## Problem to work on
Please output the lines shown below exactly as they appear.

-- -- --

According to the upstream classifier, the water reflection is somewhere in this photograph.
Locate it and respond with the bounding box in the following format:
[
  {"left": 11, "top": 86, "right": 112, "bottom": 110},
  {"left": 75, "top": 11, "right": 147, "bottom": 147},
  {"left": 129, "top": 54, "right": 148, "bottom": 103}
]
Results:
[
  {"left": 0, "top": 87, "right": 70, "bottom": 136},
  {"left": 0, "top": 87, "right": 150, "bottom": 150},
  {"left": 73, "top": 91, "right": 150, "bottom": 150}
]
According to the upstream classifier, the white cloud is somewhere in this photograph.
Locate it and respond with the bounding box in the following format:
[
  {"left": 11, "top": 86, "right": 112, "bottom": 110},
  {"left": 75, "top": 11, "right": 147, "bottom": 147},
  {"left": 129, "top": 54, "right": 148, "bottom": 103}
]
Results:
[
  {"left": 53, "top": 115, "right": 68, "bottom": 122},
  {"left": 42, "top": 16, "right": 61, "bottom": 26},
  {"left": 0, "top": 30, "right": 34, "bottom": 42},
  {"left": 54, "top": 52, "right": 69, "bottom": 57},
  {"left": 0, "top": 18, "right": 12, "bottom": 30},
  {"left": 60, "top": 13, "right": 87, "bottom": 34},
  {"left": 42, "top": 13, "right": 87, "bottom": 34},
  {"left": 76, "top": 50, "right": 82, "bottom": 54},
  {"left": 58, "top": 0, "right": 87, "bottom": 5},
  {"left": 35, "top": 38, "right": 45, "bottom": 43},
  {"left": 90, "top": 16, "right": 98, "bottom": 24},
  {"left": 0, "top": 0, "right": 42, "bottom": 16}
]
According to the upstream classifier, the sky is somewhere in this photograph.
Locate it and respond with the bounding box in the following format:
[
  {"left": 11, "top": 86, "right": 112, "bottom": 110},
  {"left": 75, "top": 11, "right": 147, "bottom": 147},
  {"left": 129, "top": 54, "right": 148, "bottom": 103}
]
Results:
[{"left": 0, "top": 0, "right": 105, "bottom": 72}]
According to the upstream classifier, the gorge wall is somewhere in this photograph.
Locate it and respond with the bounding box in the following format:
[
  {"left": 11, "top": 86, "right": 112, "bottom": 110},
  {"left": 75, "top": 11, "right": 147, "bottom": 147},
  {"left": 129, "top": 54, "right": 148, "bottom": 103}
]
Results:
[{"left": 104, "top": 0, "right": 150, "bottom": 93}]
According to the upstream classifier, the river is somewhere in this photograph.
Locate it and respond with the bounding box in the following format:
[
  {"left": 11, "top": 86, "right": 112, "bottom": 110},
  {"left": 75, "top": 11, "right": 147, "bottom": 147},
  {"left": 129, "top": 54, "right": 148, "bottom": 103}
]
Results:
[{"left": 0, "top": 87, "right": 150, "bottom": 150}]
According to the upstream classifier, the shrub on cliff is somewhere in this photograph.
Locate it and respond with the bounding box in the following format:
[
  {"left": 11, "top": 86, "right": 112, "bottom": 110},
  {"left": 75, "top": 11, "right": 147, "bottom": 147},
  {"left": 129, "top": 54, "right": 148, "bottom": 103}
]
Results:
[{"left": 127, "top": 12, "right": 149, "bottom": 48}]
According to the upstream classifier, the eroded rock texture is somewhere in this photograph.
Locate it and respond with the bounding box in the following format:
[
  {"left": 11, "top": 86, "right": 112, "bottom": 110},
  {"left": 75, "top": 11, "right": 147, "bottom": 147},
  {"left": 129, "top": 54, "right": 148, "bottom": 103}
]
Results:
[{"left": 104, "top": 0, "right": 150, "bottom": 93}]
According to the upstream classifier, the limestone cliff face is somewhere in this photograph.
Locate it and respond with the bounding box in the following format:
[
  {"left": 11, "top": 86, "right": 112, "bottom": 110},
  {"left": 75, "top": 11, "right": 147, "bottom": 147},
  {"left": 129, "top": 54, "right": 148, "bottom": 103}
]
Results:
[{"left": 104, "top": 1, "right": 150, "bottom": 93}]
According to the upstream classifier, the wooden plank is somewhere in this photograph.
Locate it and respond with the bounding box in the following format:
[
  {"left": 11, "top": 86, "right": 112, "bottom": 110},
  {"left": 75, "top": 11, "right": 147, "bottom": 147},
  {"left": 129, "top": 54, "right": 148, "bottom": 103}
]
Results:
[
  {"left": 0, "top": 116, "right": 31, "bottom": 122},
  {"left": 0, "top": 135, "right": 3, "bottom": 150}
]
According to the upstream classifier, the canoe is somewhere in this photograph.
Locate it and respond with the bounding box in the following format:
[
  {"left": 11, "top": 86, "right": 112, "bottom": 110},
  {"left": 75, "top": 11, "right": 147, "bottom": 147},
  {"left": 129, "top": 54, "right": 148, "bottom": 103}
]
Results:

-- -- --

## The response
According to the upstream classifier, the water reflection is somewhere in this photograph.
Locate it and respond with the bounding box in the following format:
[
  {"left": 11, "top": 86, "right": 112, "bottom": 110},
  {"left": 75, "top": 11, "right": 147, "bottom": 147},
  {"left": 129, "top": 54, "right": 148, "bottom": 103}
]
Results:
[
  {"left": 0, "top": 87, "right": 70, "bottom": 136},
  {"left": 0, "top": 87, "right": 150, "bottom": 150},
  {"left": 73, "top": 91, "right": 150, "bottom": 150}
]
According to the upstream classifier, the white cloud is somewhere in this photograph.
Locate it and respond with the bounding box in the following format:
[
  {"left": 11, "top": 86, "right": 112, "bottom": 110},
  {"left": 75, "top": 11, "right": 147, "bottom": 147},
  {"left": 129, "top": 54, "right": 148, "bottom": 103}
]
Results:
[
  {"left": 53, "top": 115, "right": 68, "bottom": 122},
  {"left": 42, "top": 16, "right": 61, "bottom": 26},
  {"left": 0, "top": 30, "right": 34, "bottom": 42},
  {"left": 54, "top": 52, "right": 69, "bottom": 57},
  {"left": 0, "top": 18, "right": 12, "bottom": 30},
  {"left": 60, "top": 13, "right": 87, "bottom": 34},
  {"left": 42, "top": 13, "right": 87, "bottom": 34},
  {"left": 76, "top": 50, "right": 82, "bottom": 54},
  {"left": 58, "top": 0, "right": 87, "bottom": 5},
  {"left": 35, "top": 38, "right": 45, "bottom": 43},
  {"left": 90, "top": 16, "right": 98, "bottom": 24},
  {"left": 0, "top": 0, "right": 42, "bottom": 16}
]
According to the upstream classifier, the sky is somewhere in this photograph.
Locate it and respond with the bounding box in the following format:
[
  {"left": 11, "top": 86, "right": 112, "bottom": 110},
  {"left": 75, "top": 11, "right": 147, "bottom": 147},
  {"left": 129, "top": 54, "right": 148, "bottom": 103}
]
Results:
[{"left": 0, "top": 0, "right": 105, "bottom": 72}]
According to the upstream classifier, the gorge wall is somewhere in this photograph.
Locate it and respond with the bounding box in the following format:
[
  {"left": 11, "top": 86, "right": 112, "bottom": 110},
  {"left": 75, "top": 11, "right": 147, "bottom": 147},
  {"left": 129, "top": 54, "right": 148, "bottom": 103}
]
Results:
[{"left": 104, "top": 0, "right": 150, "bottom": 93}]
According to the upstream classifier, the river is somewhere in this photograph.
Locate it and respond with the bounding box in the following format:
[
  {"left": 11, "top": 86, "right": 112, "bottom": 110},
  {"left": 75, "top": 11, "right": 147, "bottom": 147},
  {"left": 129, "top": 54, "right": 148, "bottom": 103}
]
Results:
[{"left": 0, "top": 87, "right": 150, "bottom": 150}]
According to the upstream classifier, the shrub on cliff is somewhere in this photograph.
Locate it and respond with the bounding box in the following format:
[
  {"left": 11, "top": 86, "right": 112, "bottom": 110},
  {"left": 75, "top": 11, "right": 147, "bottom": 147},
  {"left": 129, "top": 54, "right": 148, "bottom": 103}
]
Results:
[{"left": 127, "top": 12, "right": 149, "bottom": 48}]
According to the upstream classifier, the eroded rock texture is somewhere in this photograph.
Locate it and respond with the bounding box in the following format:
[
  {"left": 11, "top": 86, "right": 112, "bottom": 110},
  {"left": 75, "top": 11, "right": 147, "bottom": 147},
  {"left": 129, "top": 54, "right": 148, "bottom": 103}
]
Results:
[{"left": 104, "top": 0, "right": 150, "bottom": 93}]
According to the upstream classifier, the limestone cliff face is somewhere in this photograph.
Locate it and respond with the bounding box in the following format:
[
  {"left": 11, "top": 86, "right": 112, "bottom": 110},
  {"left": 75, "top": 11, "right": 147, "bottom": 147},
  {"left": 129, "top": 54, "right": 148, "bottom": 103}
]
Results:
[{"left": 104, "top": 1, "right": 150, "bottom": 93}]
According to the upstream classifier, the wooden plank is somewhere in this photograph.
Locate it and respond with the bounding box in the following format:
[
  {"left": 11, "top": 86, "right": 112, "bottom": 110},
  {"left": 75, "top": 11, "right": 147, "bottom": 147},
  {"left": 129, "top": 54, "right": 148, "bottom": 103}
]
Results:
[
  {"left": 0, "top": 116, "right": 31, "bottom": 122},
  {"left": 0, "top": 135, "right": 3, "bottom": 150}
]
According to the upstream classifier, the canoe is somewhere in this photograph.
Locate it and respond with the bounding box in the following format:
[
  {"left": 11, "top": 86, "right": 112, "bottom": 110},
  {"left": 75, "top": 11, "right": 147, "bottom": 147},
  {"left": 129, "top": 54, "right": 148, "bottom": 103}
]
Results:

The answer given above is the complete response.